▶ **EXERCISE**: Copy each of the items below word for word.

━━━━━━━━━━━━━━━━━━━━━━━━━━━━━━

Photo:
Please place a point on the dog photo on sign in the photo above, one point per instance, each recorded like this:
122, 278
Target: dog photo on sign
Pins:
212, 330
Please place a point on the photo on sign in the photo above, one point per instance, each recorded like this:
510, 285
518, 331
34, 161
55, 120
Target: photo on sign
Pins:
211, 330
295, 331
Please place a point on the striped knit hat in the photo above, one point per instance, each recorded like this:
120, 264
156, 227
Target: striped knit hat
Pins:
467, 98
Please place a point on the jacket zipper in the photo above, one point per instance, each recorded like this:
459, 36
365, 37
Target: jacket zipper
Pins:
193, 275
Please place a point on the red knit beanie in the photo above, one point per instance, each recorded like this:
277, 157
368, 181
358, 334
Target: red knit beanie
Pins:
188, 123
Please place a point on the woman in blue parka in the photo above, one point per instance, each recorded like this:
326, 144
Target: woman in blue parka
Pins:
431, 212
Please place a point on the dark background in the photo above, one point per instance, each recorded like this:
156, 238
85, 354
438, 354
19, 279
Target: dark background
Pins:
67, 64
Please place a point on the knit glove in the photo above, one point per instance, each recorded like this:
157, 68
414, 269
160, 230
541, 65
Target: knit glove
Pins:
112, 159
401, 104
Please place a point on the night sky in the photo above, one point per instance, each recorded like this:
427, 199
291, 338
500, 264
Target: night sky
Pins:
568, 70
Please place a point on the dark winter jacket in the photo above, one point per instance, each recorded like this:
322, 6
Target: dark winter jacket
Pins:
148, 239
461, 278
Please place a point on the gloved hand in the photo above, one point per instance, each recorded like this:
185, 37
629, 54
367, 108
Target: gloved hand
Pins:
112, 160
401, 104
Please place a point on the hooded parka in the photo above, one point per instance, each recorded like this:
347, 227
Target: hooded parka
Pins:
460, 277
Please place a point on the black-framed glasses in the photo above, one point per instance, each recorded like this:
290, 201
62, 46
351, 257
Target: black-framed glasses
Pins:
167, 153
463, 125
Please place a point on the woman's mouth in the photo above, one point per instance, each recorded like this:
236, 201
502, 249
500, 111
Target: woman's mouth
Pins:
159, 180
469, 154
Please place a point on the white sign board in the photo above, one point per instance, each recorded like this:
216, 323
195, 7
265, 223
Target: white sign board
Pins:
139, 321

━━━━━━━━━━━━━━━━━━━━━━━━━━━━━━

▶ **EXERCISE RESULT**:
Photo:
Please place a point on the dog photo on sign in the photo above, one point per instance, each recorded like this:
122, 278
Target: dog photo on sign
Pins:
212, 330
Please place a point on the photo on sign in the photo above, one point per instance, each recorded like this:
510, 285
518, 331
34, 161
55, 120
Target: photo on sign
Pins:
211, 330
295, 331
Please place a point on the striped knit hat in the photo above, one point per instance, each recorded like this:
120, 264
156, 227
Target: striped knit hat
Pins:
467, 98
Please place a point on the jacket zipper in the photo above, one point per instance, each recorded like this:
459, 36
365, 37
Target: jacket zipper
Pins:
193, 275
Please place a point on the red knit beanie in the photo above, one point per instance, each recorded like this:
277, 157
368, 181
358, 334
Target: red knit beanie
Pins:
188, 123
Please place a point on the woman in blue parka in the photo above, one point per instance, each recorded like this:
326, 144
Target: woman in blue parka
Pins:
431, 212
Please place a point on the dark background in the photo above, one point per instance, each recorded like this:
156, 238
85, 354
438, 354
19, 279
Target: dark background
Pins:
67, 64
Please place a point on the knit glove in the photo above, one point per instance, each recorded like this:
157, 68
414, 269
160, 230
541, 65
Target: knit glove
Pins:
112, 159
401, 104
Please place a point on the night sky in the photo above, one point per instance, each recorded like this:
427, 199
291, 338
500, 264
Target: night sky
Pins:
568, 70
Please place a point on the dark winter jacket in the photo above, one point per instance, each recorded like this:
322, 6
Target: dark winter jacket
Pins:
148, 239
461, 278
Please place a point on the gloved hand in the photo above, one point per instance, each recorded like this:
185, 37
629, 54
367, 108
Target: gloved hand
Pins:
112, 160
401, 104
Please place a point on the hooded parka in the photo above, one point per instance, each recorded like this:
347, 227
Target: hooded parka
Pins:
460, 277
Please place a point on the black-framed glasses in the photo above, one point per instance, each recorded like this:
290, 201
62, 46
351, 257
Target: black-framed glasses
Pins:
167, 153
463, 125
Please place a point on the woman's mouth in the photo above, one point per instance, each recorded like this:
236, 201
502, 249
500, 111
Target: woman's mouth
Pins:
159, 180
469, 154
Please place a point on the white sign board in the photo above, one point per instance, each recorded like this:
216, 323
195, 7
265, 223
Target: white sign board
Pins:
139, 321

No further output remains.